» **To do**
1. Translate this sentence from the book review into French: "On the positive side, Robertson writes good, readable English."
2. Continue the review of "The Testament of Gideon Mack" from its final sentence.

» **Document text**
The Testament of Gideon Mack

Finally, I finished reading "The Testament of Gideon Mack" by James Robertson.

I have mixed feelings about this book. On the positive side, Robertson writes good, readable English. I can't recall having to re-read a passage because it lacked clarity. I particularly liked the masterful way he handled the Scottish accent in dialogue; he wrote Scots and carried it off remarkably well.

Robertson also conjures up a cast of believable characters ranging from the mundane to the truly eccentric. One could argue that the characters were a little under-developed but, as the book was largely written from the first person perspective of the egocentric Gideon Mack, this is entirely understandable.

Where Robertson lost the plot for me was in his story telling. The hardback edition of the book runs to 387 pages, but my feeling through the first 200 pages, was that I was reading a lengthy and turgid prologue. The second half was different, however, and the book got into stride finally leaving me pondering Gideon's story as if he were a real person.

» **Data section**
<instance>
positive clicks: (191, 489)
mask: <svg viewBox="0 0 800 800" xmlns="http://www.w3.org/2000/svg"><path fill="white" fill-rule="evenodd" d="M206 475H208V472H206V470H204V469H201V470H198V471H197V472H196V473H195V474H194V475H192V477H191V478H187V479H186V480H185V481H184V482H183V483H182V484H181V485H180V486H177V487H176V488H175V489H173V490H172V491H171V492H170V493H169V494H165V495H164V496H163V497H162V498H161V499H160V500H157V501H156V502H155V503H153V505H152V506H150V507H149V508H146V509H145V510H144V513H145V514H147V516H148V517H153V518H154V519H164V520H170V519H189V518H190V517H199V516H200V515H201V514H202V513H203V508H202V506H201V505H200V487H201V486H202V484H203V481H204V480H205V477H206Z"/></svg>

...

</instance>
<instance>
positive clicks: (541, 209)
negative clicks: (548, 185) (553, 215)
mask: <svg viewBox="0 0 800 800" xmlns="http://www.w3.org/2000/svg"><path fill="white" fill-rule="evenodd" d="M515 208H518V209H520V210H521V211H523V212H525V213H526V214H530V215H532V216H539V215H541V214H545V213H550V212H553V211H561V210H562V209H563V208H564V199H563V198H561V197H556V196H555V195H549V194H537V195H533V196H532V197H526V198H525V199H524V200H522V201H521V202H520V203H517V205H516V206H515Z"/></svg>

» **Responses by task**
1. Sur le plan positif, Robertson écrit un anglais de qualité et agréable à lire.

2.
The person who recommended this book to me said that they started reading somewhere around chapter 33 and then went back to the beginning after they had finished, in order to fill in the gaps. I tried it from the beginning (as I always do) and found it hard going. Both experiences suggest the Robertson needs to work on the story telling aspect of this book; it just isn't right as it is.

During the early part of the book, my star rating was hovering around 2 (out of five), but with the game lifting in the second half I think that Gideon Mack deserves 3 stars overall with the last half scoring 4 or even 4.5.